• **Task to carry out**:
Give back an exact copy of the lines in the records below, from the line that has "In this photo, where can the crane" through the line that has "Target: worker in blue shirt", and nothing besides.
--- START ---
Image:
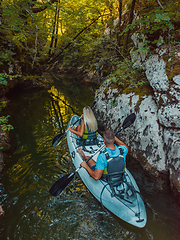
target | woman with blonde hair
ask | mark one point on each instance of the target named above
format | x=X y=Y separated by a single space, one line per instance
x=87 y=129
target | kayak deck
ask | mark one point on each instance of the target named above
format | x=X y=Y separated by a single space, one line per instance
x=126 y=202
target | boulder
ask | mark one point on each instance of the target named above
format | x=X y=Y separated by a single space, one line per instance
x=154 y=138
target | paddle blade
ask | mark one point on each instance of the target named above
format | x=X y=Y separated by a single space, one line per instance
x=57 y=139
x=61 y=184
x=129 y=120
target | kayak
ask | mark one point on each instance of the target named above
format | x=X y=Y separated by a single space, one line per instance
x=127 y=202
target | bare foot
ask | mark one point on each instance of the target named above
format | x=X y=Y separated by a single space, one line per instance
x=80 y=151
x=1 y=211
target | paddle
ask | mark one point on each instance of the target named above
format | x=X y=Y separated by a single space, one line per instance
x=62 y=182
x=57 y=138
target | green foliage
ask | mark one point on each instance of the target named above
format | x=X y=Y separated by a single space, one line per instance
x=4 y=123
x=5 y=76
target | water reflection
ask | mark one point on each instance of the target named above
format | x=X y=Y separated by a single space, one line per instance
x=34 y=165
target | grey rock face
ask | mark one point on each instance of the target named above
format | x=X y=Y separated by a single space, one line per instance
x=155 y=135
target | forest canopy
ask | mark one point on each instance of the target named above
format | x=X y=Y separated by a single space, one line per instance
x=87 y=33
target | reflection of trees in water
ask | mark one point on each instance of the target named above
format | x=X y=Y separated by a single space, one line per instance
x=76 y=92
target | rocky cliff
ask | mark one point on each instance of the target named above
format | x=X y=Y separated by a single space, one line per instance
x=154 y=138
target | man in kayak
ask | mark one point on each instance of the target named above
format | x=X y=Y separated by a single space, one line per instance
x=97 y=169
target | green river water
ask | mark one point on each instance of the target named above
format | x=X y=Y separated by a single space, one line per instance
x=34 y=165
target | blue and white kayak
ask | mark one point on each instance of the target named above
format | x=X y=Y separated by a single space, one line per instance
x=129 y=206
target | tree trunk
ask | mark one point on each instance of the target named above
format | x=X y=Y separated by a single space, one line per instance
x=119 y=23
x=130 y=22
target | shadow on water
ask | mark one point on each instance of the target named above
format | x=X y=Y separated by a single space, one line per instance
x=34 y=165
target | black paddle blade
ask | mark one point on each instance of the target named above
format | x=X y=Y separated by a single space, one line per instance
x=57 y=138
x=61 y=184
x=129 y=120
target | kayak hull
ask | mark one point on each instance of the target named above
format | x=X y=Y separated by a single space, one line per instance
x=128 y=205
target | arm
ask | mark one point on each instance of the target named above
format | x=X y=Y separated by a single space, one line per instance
x=96 y=174
x=119 y=142
x=78 y=133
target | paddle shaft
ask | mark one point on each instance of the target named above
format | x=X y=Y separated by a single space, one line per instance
x=94 y=153
x=61 y=184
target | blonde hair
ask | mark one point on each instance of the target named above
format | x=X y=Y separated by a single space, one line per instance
x=109 y=136
x=89 y=119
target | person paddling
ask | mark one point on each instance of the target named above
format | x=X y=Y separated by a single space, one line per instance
x=97 y=169
x=88 y=126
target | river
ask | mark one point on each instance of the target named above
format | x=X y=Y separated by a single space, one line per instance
x=33 y=165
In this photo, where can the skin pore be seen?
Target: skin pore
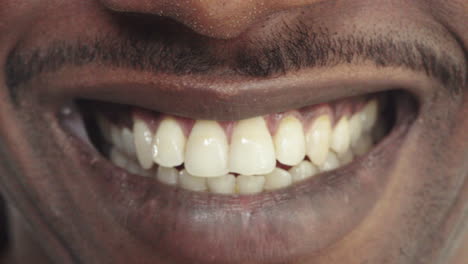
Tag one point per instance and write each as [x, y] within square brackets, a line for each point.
[406, 202]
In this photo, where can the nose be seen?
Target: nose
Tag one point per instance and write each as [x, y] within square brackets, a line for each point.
[213, 18]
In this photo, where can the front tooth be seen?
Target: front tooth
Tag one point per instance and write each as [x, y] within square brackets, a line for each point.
[225, 184]
[143, 143]
[302, 171]
[318, 139]
[369, 115]
[340, 136]
[167, 175]
[207, 150]
[249, 184]
[289, 141]
[252, 150]
[331, 162]
[191, 182]
[169, 144]
[276, 179]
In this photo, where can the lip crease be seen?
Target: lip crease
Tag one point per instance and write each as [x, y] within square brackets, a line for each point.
[271, 227]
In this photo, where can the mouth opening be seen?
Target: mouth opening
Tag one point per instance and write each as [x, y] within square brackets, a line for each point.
[249, 156]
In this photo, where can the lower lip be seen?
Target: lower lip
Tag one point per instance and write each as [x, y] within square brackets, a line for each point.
[271, 227]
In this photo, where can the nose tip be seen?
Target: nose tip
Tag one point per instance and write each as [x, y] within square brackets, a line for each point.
[214, 18]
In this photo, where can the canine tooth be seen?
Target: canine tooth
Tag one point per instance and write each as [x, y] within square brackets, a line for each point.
[318, 139]
[276, 179]
[191, 182]
[369, 115]
[331, 162]
[252, 151]
[143, 143]
[169, 144]
[302, 171]
[340, 136]
[290, 141]
[355, 127]
[249, 184]
[167, 175]
[207, 149]
[225, 184]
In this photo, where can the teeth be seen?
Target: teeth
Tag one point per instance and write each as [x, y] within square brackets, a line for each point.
[318, 139]
[191, 182]
[302, 171]
[369, 115]
[169, 144]
[167, 175]
[340, 136]
[224, 184]
[207, 150]
[289, 141]
[143, 143]
[249, 184]
[252, 150]
[276, 179]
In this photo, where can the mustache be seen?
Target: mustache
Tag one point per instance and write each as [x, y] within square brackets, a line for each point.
[290, 48]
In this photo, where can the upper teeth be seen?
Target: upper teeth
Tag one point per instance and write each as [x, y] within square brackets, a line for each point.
[249, 149]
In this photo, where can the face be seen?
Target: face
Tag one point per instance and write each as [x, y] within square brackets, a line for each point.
[300, 131]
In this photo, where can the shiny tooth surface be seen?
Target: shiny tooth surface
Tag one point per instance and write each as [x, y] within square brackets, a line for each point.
[225, 184]
[207, 149]
[168, 144]
[290, 141]
[331, 162]
[251, 151]
[276, 179]
[249, 184]
[167, 175]
[341, 136]
[369, 115]
[302, 171]
[318, 139]
[191, 182]
[362, 145]
[355, 127]
[143, 143]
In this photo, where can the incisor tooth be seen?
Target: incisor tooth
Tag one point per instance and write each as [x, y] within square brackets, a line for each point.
[207, 149]
[252, 150]
[225, 184]
[143, 143]
[340, 136]
[318, 139]
[169, 144]
[167, 175]
[191, 182]
[302, 171]
[249, 184]
[276, 179]
[290, 141]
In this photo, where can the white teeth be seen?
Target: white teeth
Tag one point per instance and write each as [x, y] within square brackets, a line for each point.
[167, 175]
[290, 141]
[169, 144]
[318, 139]
[369, 115]
[340, 136]
[276, 179]
[224, 184]
[302, 171]
[143, 143]
[207, 150]
[252, 150]
[249, 184]
[191, 182]
[331, 162]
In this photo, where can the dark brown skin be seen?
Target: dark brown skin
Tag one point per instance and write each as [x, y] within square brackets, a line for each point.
[66, 204]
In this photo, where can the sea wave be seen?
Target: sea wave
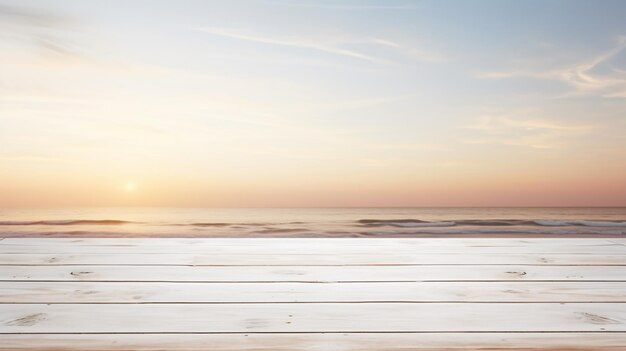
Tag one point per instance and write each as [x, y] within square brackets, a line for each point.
[488, 223]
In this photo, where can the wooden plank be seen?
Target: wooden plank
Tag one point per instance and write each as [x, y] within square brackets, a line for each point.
[613, 249]
[289, 259]
[318, 342]
[332, 317]
[311, 273]
[87, 292]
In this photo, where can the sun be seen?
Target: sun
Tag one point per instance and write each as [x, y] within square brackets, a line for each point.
[130, 186]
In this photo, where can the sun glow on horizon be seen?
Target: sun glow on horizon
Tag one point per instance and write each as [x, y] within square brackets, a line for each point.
[130, 186]
[245, 103]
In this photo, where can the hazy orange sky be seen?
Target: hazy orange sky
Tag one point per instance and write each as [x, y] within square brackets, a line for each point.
[312, 103]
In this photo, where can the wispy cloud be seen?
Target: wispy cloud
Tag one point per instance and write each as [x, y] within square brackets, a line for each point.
[36, 28]
[582, 76]
[533, 133]
[340, 45]
[294, 42]
[417, 52]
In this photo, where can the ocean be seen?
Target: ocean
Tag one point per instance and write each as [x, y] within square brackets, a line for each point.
[313, 222]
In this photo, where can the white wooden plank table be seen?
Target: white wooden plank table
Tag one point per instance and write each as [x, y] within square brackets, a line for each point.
[312, 294]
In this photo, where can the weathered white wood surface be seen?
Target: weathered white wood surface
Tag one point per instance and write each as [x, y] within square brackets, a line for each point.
[312, 317]
[87, 292]
[320, 342]
[290, 259]
[312, 294]
[312, 273]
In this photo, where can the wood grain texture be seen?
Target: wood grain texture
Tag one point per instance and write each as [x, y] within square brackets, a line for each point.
[312, 294]
[289, 259]
[312, 273]
[86, 292]
[318, 342]
[297, 317]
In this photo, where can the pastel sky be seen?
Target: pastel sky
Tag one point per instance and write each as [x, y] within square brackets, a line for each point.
[312, 103]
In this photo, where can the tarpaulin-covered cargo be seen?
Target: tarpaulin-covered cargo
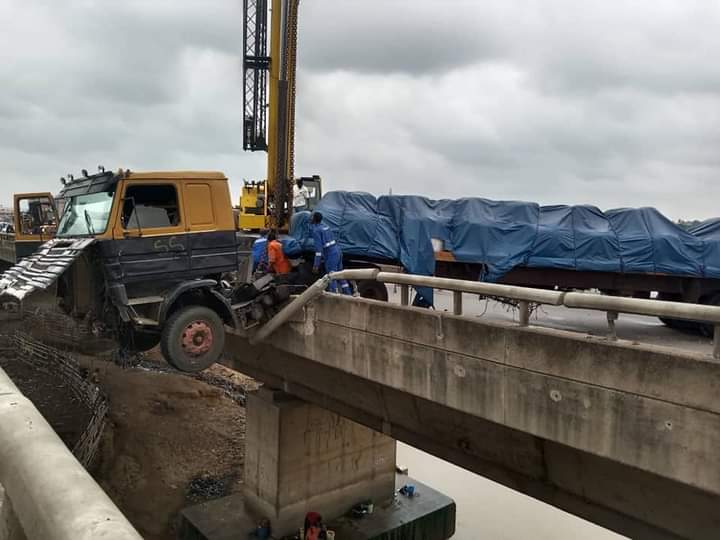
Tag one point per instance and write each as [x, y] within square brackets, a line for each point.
[506, 234]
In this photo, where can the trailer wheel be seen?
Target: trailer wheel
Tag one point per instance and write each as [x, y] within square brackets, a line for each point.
[135, 341]
[373, 290]
[708, 329]
[193, 338]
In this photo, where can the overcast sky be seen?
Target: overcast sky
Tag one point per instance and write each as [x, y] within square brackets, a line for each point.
[609, 103]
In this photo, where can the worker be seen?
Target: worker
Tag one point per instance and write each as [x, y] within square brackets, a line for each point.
[278, 263]
[259, 253]
[327, 249]
[300, 196]
[314, 527]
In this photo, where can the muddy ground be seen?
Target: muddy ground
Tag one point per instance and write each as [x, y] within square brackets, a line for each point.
[171, 441]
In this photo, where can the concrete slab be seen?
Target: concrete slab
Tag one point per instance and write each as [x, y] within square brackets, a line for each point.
[429, 515]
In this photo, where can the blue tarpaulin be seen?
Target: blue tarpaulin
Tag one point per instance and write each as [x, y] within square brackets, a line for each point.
[506, 234]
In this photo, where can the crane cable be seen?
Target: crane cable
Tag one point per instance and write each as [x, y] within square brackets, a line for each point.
[284, 188]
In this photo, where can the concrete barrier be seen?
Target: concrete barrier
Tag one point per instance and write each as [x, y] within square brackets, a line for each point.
[52, 495]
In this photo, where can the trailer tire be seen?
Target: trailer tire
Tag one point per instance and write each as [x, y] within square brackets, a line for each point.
[372, 290]
[708, 329]
[677, 324]
[193, 338]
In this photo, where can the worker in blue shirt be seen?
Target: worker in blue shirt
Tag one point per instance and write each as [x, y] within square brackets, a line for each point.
[259, 253]
[326, 249]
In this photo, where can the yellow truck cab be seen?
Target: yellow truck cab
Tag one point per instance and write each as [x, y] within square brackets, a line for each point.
[142, 256]
[34, 223]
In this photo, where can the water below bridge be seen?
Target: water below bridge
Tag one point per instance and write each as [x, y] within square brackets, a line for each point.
[489, 511]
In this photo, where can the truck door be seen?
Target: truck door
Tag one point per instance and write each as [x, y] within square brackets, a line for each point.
[211, 239]
[150, 233]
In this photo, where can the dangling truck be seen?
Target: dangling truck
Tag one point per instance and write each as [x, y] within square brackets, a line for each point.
[144, 257]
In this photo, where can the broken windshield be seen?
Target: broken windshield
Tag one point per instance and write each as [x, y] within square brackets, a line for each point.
[86, 215]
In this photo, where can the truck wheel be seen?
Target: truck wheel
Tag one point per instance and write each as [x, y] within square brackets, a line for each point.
[193, 338]
[373, 290]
--- END ---
• **Exercise solution**:
In this photo, where can the crane cable be seen?
Target: crane cable
Tag one point per instance and write each as [x, y] within square brackets, a line for each point.
[284, 188]
In this photo, where can the concrete barrier be seen?
Target: concrete barrier
Tag one point per instance and write each as [x, y] within square brackets, a line for each point.
[52, 495]
In this photo, where can the trailer tire be seen?
Target: trailer tire
Tag one point per instance and write each as [x, y] within square brackets, a line for each point.
[372, 290]
[708, 329]
[677, 324]
[193, 338]
In this photo, where can the worker in blue shirt be seen?
Target: worker in blue shirt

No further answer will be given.